**Work request**
Find every line of the listing below where "safety" appears, and copy it.

*** Data Section Begins ***

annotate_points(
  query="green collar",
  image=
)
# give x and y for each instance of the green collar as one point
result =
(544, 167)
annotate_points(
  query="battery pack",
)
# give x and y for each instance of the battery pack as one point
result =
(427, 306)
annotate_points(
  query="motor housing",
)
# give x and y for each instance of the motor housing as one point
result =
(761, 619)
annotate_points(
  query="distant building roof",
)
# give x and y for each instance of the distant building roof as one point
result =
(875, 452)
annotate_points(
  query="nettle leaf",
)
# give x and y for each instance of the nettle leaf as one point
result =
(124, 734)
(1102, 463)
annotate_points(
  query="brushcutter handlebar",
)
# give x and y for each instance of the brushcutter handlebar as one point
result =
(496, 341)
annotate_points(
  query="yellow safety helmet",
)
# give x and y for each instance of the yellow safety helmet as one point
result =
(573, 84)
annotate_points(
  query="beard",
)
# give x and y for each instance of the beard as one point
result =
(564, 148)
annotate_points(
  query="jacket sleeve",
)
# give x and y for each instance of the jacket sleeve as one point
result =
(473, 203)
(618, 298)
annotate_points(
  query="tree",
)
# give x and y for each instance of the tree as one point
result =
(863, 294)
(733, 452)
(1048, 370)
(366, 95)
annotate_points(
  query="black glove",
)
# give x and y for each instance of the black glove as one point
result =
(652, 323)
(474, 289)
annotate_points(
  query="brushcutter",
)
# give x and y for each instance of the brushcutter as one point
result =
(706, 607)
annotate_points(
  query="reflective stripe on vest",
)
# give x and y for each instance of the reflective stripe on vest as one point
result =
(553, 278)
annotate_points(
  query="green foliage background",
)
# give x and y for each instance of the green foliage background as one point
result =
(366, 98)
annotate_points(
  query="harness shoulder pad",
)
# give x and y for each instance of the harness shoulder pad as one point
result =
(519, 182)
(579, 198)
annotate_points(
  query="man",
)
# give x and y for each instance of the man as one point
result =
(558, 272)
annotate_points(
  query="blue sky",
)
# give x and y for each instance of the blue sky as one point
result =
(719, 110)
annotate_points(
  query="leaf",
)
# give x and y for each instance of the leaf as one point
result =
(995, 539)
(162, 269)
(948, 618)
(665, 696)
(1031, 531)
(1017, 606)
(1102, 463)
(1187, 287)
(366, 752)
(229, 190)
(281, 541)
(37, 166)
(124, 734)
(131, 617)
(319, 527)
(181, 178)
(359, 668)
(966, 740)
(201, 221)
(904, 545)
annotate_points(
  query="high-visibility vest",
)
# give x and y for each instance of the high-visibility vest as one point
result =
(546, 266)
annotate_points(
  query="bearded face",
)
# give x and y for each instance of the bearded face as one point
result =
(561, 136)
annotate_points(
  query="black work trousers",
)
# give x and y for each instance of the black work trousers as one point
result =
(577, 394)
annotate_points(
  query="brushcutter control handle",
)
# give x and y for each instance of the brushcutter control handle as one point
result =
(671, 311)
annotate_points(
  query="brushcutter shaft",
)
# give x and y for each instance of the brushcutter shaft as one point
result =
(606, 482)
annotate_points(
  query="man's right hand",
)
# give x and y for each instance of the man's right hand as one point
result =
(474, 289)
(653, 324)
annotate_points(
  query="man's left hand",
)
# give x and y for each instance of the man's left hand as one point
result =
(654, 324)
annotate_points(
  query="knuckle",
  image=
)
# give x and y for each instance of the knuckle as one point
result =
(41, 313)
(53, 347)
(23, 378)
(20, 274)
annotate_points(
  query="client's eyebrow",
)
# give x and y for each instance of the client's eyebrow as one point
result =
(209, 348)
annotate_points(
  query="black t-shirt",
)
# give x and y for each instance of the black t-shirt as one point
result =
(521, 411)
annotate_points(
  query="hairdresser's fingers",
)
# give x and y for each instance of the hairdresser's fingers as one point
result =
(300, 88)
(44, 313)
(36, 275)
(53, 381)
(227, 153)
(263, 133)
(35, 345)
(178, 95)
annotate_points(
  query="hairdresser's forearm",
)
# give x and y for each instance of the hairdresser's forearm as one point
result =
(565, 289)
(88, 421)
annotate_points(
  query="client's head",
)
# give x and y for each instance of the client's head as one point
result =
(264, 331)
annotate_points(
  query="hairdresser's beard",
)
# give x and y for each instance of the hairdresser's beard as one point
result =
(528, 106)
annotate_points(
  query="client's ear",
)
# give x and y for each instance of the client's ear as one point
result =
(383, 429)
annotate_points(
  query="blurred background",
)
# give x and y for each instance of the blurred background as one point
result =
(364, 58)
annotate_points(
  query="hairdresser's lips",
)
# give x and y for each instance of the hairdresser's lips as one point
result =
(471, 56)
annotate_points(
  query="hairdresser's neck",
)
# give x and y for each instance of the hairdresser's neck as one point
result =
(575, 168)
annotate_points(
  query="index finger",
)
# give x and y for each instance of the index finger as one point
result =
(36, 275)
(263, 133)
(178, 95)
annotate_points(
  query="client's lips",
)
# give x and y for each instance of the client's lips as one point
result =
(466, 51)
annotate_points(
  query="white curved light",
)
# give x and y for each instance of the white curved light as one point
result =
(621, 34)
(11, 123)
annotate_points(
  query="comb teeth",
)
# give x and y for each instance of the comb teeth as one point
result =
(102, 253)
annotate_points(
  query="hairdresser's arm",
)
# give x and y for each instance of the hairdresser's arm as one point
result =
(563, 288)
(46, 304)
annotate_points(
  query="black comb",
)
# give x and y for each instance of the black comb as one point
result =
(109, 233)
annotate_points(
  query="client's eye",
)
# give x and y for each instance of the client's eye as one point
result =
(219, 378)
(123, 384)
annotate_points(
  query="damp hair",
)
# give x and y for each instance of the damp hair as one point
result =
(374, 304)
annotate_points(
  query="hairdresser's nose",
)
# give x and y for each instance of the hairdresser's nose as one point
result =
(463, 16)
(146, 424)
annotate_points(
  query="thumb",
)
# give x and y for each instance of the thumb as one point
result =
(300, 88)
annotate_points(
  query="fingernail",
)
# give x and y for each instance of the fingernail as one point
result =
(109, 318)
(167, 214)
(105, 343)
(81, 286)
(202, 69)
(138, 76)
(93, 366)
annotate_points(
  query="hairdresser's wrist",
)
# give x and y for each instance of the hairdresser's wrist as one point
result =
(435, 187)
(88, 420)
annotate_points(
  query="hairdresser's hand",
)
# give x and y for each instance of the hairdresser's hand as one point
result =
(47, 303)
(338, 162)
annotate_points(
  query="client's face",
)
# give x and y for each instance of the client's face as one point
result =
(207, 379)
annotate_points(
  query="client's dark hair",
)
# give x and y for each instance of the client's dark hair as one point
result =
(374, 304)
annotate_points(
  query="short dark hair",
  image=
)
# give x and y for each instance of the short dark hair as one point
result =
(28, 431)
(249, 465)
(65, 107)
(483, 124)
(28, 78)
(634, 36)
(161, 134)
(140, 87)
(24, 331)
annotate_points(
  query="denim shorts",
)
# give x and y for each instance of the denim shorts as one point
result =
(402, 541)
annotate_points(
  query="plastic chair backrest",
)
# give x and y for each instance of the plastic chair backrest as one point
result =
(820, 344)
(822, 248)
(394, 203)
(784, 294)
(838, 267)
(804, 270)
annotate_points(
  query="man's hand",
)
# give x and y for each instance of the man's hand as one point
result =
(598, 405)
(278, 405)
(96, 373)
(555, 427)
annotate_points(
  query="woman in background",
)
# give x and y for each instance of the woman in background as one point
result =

*** Data Section Ends ***

**Response to the task**
  query="yellow safety helmet",
# give x and y for each instance of the yellow safety helmet as one point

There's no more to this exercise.